[Pointing records]
○ ○ ○
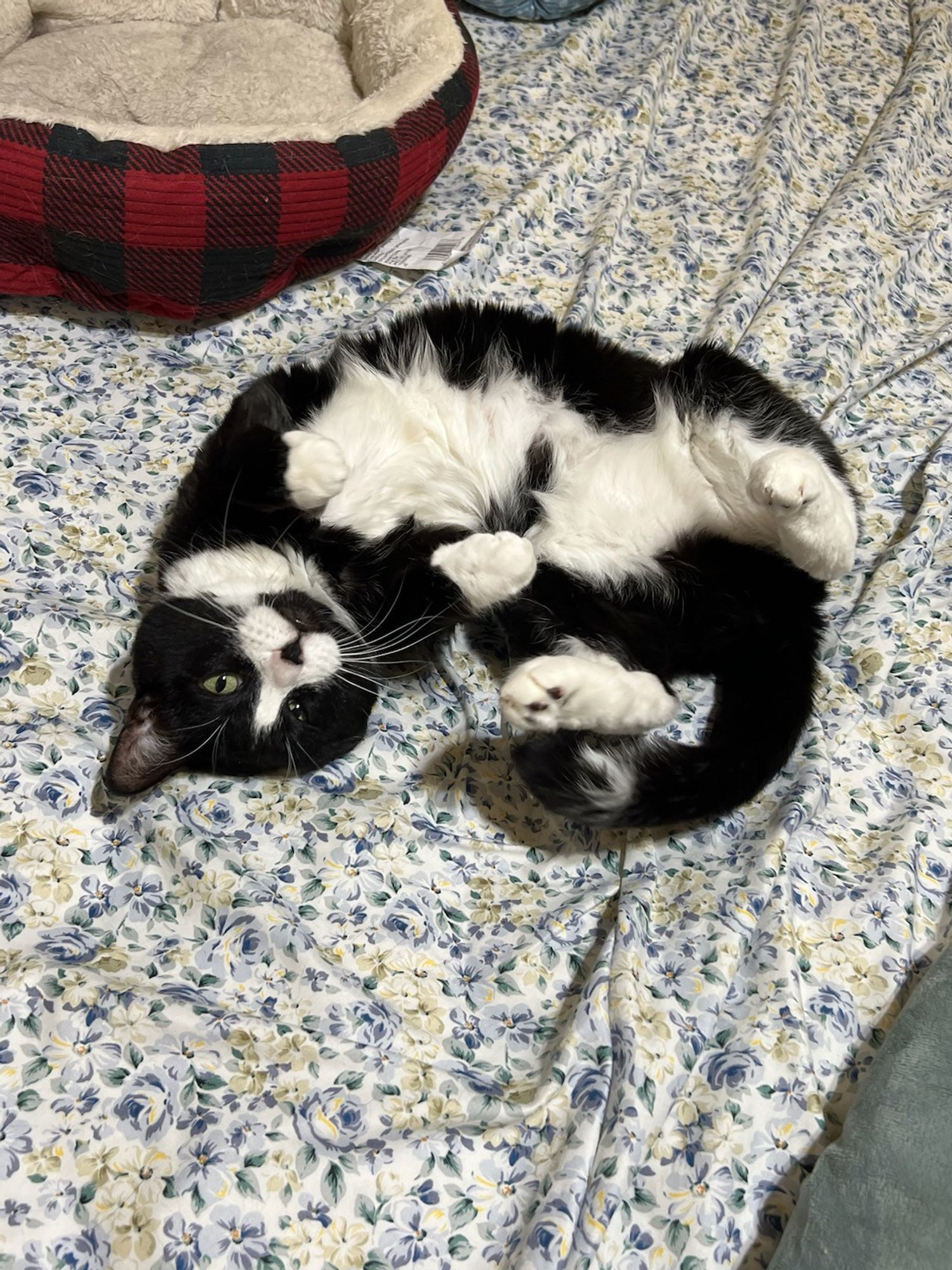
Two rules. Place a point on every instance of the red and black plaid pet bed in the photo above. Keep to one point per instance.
(209, 229)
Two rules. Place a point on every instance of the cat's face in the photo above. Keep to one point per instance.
(239, 689)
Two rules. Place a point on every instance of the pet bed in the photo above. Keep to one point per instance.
(394, 1017)
(191, 158)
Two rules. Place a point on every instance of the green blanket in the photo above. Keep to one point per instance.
(882, 1197)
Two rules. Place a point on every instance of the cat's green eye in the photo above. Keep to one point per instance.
(221, 685)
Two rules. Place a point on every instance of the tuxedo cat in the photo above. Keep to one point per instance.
(625, 524)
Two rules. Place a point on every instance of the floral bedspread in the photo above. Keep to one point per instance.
(393, 1015)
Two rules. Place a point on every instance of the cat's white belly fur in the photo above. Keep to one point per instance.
(420, 448)
(445, 455)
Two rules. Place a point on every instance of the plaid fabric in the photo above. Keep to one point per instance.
(206, 232)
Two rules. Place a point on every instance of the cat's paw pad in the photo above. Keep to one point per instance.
(534, 698)
(786, 482)
(552, 693)
(488, 568)
(315, 471)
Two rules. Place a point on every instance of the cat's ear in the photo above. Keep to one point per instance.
(144, 754)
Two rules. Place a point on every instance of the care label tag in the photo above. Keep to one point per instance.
(421, 251)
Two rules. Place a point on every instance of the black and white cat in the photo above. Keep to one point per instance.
(626, 523)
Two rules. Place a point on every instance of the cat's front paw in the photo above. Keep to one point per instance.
(315, 471)
(488, 568)
(552, 693)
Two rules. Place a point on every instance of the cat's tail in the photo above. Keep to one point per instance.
(653, 780)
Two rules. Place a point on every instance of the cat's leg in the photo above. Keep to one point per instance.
(814, 515)
(315, 472)
(775, 473)
(784, 495)
(487, 568)
(583, 689)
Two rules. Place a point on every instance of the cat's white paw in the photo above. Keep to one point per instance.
(552, 693)
(488, 568)
(315, 471)
(786, 481)
(816, 518)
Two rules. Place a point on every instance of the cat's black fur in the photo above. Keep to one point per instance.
(734, 612)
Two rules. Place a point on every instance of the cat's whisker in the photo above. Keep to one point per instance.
(228, 509)
(286, 530)
(197, 618)
(214, 736)
(376, 624)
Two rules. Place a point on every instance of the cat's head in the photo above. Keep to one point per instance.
(239, 681)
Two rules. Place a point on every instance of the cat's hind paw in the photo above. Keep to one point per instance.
(553, 693)
(814, 514)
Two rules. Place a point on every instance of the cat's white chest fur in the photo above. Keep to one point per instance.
(445, 455)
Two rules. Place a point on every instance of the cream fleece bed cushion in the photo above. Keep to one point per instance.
(168, 73)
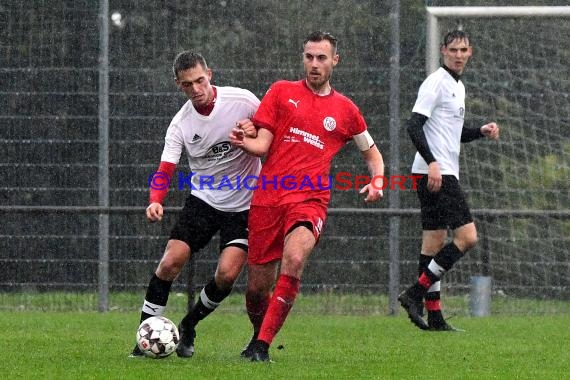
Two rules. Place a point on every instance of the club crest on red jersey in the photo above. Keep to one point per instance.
(329, 123)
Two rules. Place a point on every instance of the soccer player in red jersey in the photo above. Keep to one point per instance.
(301, 127)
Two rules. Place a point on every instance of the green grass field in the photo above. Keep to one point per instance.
(91, 345)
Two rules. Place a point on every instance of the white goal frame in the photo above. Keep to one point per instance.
(433, 36)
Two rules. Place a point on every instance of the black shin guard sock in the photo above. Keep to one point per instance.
(423, 262)
(214, 296)
(448, 256)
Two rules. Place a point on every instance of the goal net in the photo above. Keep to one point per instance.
(520, 185)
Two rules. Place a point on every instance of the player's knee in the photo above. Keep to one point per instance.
(467, 242)
(170, 266)
(226, 278)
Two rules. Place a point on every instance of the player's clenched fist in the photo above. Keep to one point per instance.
(154, 212)
(490, 130)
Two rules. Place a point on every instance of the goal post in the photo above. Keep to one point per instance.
(433, 33)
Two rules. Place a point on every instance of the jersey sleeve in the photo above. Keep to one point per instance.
(359, 125)
(173, 145)
(428, 96)
(266, 115)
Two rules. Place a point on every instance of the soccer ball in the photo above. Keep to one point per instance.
(157, 337)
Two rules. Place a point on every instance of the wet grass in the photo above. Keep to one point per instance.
(315, 345)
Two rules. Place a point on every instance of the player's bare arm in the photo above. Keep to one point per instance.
(490, 131)
(154, 212)
(258, 146)
(375, 164)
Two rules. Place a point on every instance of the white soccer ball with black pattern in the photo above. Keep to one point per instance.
(157, 337)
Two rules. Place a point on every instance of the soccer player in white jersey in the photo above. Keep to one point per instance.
(436, 130)
(218, 200)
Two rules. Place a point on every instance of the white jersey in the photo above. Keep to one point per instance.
(218, 168)
(442, 99)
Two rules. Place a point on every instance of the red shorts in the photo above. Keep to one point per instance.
(269, 225)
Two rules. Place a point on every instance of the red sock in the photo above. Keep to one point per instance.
(283, 297)
(256, 311)
(425, 281)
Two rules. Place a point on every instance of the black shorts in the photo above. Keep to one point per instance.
(445, 209)
(198, 222)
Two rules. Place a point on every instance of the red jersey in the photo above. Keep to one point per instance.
(308, 131)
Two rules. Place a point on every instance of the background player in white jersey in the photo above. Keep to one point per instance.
(201, 127)
(437, 131)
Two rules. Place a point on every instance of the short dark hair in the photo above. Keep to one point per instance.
(319, 36)
(456, 34)
(187, 60)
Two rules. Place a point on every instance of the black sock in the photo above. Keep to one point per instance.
(210, 298)
(156, 297)
(448, 256)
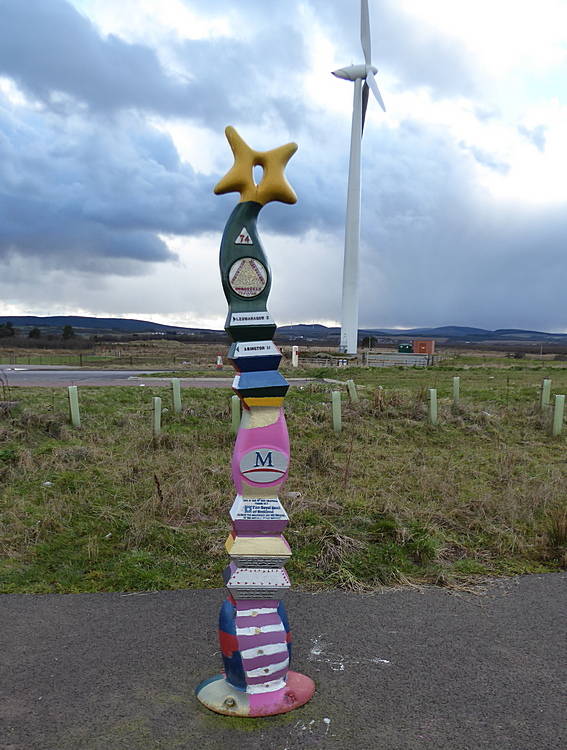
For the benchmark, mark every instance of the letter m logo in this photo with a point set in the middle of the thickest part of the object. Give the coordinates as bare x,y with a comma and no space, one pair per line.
267,461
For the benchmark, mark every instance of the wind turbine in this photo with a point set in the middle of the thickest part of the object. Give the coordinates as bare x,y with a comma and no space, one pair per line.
358,74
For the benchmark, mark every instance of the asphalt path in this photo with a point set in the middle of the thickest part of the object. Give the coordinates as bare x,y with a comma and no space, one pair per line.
53,377
404,669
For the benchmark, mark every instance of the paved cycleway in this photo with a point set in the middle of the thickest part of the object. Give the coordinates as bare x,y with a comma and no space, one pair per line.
402,669
53,377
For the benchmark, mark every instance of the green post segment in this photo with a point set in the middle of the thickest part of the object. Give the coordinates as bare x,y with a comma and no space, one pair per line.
433,406
352,392
456,390
545,393
156,416
246,276
558,413
74,406
235,413
336,410
176,391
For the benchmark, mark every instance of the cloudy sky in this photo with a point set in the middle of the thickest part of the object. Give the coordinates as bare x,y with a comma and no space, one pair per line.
111,140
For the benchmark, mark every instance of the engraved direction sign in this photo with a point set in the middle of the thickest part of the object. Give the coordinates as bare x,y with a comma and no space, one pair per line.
248,277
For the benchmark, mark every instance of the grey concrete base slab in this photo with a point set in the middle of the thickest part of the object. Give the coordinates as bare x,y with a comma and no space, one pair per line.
397,670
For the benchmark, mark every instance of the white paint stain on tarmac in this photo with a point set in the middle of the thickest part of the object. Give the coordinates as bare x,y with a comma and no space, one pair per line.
320,652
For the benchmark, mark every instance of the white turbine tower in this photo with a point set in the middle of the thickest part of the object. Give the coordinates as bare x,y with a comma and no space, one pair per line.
356,73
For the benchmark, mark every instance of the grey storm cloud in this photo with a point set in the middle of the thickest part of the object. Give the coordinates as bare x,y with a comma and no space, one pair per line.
53,53
71,190
435,241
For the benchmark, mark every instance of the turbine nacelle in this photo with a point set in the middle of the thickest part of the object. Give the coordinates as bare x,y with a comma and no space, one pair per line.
355,71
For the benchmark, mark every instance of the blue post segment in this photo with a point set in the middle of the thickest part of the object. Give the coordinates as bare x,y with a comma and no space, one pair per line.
262,383
231,657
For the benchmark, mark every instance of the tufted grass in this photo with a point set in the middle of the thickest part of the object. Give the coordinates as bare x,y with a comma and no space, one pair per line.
390,500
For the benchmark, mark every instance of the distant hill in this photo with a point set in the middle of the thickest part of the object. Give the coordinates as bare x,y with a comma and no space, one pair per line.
314,332
94,325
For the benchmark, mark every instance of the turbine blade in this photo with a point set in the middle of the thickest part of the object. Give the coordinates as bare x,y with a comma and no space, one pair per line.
365,31
364,104
371,81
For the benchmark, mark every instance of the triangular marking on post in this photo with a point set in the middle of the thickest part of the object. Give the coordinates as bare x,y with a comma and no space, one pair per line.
243,238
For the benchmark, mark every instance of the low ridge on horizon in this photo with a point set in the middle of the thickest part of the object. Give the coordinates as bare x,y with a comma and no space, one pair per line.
134,325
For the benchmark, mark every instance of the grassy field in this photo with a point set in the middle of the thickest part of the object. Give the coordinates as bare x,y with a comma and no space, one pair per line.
389,500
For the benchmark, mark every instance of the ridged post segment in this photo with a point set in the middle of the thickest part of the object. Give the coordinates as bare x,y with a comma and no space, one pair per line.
254,632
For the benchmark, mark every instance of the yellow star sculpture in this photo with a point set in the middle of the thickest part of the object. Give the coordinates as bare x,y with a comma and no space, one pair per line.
240,178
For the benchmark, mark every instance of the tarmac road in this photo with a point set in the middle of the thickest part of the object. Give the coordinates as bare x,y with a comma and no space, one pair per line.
53,377
404,669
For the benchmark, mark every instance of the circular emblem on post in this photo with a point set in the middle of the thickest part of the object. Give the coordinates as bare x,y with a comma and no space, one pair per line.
248,277
263,465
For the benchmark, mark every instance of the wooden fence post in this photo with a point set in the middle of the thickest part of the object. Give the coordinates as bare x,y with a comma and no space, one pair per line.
176,389
235,413
336,409
558,412
156,416
456,390
433,406
352,392
74,405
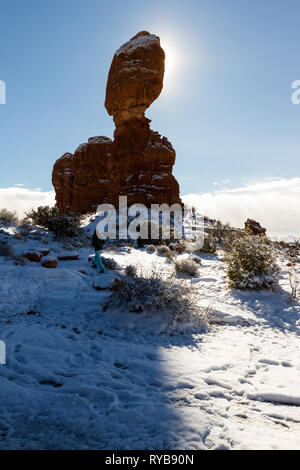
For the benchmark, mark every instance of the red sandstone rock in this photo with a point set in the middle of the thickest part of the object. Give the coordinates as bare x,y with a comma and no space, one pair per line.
254,227
135,78
138,163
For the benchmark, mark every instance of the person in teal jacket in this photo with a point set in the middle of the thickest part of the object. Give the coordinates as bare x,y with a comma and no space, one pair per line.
98,245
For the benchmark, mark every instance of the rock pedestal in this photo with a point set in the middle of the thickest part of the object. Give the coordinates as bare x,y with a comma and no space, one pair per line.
138,163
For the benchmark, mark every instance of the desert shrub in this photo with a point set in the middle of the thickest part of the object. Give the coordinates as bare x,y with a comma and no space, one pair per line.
195,258
6,250
42,215
8,217
65,225
109,263
187,266
20,260
131,271
251,263
61,225
152,294
25,225
209,244
163,249
150,248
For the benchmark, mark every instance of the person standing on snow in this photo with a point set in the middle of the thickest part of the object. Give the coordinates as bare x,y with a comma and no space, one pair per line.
98,244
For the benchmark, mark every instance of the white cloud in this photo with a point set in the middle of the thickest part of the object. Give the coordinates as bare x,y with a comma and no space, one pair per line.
23,199
275,203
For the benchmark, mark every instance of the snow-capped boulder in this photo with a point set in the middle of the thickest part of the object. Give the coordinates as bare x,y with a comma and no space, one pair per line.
105,281
68,256
49,262
33,256
138,163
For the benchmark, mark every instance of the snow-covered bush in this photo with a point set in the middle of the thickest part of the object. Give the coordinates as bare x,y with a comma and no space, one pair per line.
164,250
152,293
209,244
42,215
151,249
187,266
7,217
65,225
131,271
61,225
251,262
6,250
109,263
195,258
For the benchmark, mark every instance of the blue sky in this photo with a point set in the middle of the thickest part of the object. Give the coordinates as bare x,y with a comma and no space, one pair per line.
226,106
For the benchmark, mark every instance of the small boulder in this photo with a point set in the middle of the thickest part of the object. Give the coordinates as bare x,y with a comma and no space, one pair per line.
105,281
68,256
49,262
33,256
43,251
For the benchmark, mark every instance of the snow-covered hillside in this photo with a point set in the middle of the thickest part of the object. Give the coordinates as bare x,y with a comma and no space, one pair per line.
80,378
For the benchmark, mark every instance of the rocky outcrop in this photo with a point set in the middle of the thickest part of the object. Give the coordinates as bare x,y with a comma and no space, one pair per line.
138,162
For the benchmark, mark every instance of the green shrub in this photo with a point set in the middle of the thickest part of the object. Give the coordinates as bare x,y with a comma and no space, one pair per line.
152,293
42,215
8,217
61,225
209,244
251,262
131,271
187,266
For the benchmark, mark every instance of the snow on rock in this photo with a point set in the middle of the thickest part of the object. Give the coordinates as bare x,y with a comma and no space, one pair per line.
78,377
68,256
33,256
49,262
105,281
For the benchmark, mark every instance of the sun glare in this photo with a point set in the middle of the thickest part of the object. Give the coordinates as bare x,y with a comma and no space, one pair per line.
172,65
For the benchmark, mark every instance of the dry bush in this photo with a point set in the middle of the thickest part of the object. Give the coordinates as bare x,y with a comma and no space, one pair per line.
152,293
8,217
60,225
6,250
251,263
187,266
109,263
131,271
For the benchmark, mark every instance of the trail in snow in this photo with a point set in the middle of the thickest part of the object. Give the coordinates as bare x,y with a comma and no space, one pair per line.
80,378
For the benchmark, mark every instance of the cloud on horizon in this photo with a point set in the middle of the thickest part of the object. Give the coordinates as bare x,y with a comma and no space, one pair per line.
21,199
275,203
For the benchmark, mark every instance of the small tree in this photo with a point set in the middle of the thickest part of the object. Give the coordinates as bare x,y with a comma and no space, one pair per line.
251,263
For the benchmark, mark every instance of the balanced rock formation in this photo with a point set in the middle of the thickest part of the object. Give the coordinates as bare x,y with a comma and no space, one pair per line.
138,162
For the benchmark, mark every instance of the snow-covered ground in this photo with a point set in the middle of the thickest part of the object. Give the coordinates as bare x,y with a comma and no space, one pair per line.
80,378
○ ○ ○
Stated exercise: Copy out exactly the lines between the line with "For the benchmark, mark every instance of the small tree" and the last line of the entries, counting both of those lines.

Task solution:
For the benchmark, mark every instance of the small tree in this photo with a point set in the middle of the thickest part of the object. Give the coordinates as bare x,y with a comma and no space, one pair per line.
251,263
For the benchmark, mark every instance of the balanced rock formation in this photo with a point set in the middle of the thickest part of the object. Give the coordinates as bare x,y with a comma and no space, one pair per line.
138,162
For the benchmark, mark every instance of the snow-covered ground in this photo with a point set in the middle of the thickest part of the object. Give the coordinates as bare x,y with a comma and no space, one pair per line.
80,378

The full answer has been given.